WORK REQUEST ▸ What follows is a set of records. Repeat them word for word.
*** PROVIDED RECORDS ***
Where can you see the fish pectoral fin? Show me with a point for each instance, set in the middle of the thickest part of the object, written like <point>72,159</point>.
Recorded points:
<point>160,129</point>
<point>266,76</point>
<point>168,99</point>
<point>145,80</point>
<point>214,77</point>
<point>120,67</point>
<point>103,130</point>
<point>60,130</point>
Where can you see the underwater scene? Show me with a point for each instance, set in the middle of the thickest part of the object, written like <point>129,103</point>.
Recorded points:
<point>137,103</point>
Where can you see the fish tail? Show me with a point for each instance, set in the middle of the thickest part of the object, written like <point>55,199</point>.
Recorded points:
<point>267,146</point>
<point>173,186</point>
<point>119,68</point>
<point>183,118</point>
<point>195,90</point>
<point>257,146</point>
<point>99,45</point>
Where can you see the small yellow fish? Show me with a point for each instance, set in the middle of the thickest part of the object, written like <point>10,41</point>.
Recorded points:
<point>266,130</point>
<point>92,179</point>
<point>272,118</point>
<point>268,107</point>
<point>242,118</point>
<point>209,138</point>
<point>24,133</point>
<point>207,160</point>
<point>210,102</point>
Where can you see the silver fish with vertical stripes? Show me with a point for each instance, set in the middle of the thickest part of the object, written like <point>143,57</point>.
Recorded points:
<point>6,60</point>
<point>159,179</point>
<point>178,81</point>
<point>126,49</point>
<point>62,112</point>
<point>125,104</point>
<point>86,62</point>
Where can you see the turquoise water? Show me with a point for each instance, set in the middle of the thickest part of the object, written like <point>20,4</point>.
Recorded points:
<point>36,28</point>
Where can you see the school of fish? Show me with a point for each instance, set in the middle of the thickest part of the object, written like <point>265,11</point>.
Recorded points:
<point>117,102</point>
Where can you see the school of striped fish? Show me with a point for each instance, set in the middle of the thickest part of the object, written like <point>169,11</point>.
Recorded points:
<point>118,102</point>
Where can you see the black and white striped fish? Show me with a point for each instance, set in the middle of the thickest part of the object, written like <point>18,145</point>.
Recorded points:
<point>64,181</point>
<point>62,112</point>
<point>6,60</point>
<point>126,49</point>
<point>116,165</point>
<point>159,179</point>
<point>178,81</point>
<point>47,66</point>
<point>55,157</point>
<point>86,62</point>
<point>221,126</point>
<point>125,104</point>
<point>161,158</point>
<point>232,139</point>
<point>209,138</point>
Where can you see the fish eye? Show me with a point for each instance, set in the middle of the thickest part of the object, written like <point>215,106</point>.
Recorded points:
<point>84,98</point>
*** End of PROVIDED RECORDS ***
WRITTEN ANSWER ▸
Where can you see the fish pectoral fin? Show me with a point for each instance, set in the middle of the thickest part of the object, written like <point>72,159</point>.
Recorded points:
<point>160,129</point>
<point>266,76</point>
<point>168,99</point>
<point>145,80</point>
<point>214,77</point>
<point>120,67</point>
<point>103,130</point>
<point>60,130</point>
Where can you see the underwater scene? Show me with a point for each instance, set in the middle of the thickest part of the object, written like <point>129,103</point>.
Recorded points:
<point>137,103</point>
Where can you see the fish tail? Show me with a point for each instance, set in the middle of the thickest part of the object, written like <point>55,199</point>.
Recorded points:
<point>267,146</point>
<point>173,186</point>
<point>119,68</point>
<point>183,118</point>
<point>195,90</point>
<point>257,146</point>
<point>99,45</point>
Where can you see the small yellow fish? Show me with a point for each instance, set in the middle of the thickest part of the object, written like <point>10,41</point>.
Recorded points:
<point>266,130</point>
<point>92,179</point>
<point>272,118</point>
<point>268,107</point>
<point>242,118</point>
<point>209,138</point>
<point>24,133</point>
<point>207,160</point>
<point>210,102</point>
Where can you see the silver fish with vertical stripes? Show me with a point for each instance, set in the middle of the thickest part of the object, written like <point>143,57</point>.
Recorded points:
<point>6,60</point>
<point>159,179</point>
<point>178,81</point>
<point>126,49</point>
<point>62,112</point>
<point>125,104</point>
<point>86,62</point>
Where can you see the turquoise water? Show me with a point for each instance, set in the middle of the thickest part of the object, written like <point>20,4</point>.
Recorded points:
<point>36,28</point>
Where can you see the school of fish? Show me with a point for each instance, set in the middle of the thickest part of the object, written like <point>265,11</point>.
Recorded points:
<point>117,102</point>
Where can you see the school of striped fish? Show me with a point for each instance, set in the middle of the thickest part of the object, written like <point>169,11</point>.
Recorded points:
<point>118,102</point>
Where can you see the black and white striped fish? Show me with a point for each instance, set in the middle of the thickest part of the object, written like <point>18,145</point>.
Recorded points:
<point>64,181</point>
<point>62,112</point>
<point>6,60</point>
<point>126,49</point>
<point>116,165</point>
<point>159,179</point>
<point>178,81</point>
<point>47,66</point>
<point>55,157</point>
<point>86,62</point>
<point>221,126</point>
<point>125,104</point>
<point>161,158</point>
<point>232,139</point>
<point>209,138</point>
Where can you see the fish eye? Show me with a point for each instance, set in the middle of the thickest part of the object, written like <point>215,106</point>.
Recorded points:
<point>84,98</point>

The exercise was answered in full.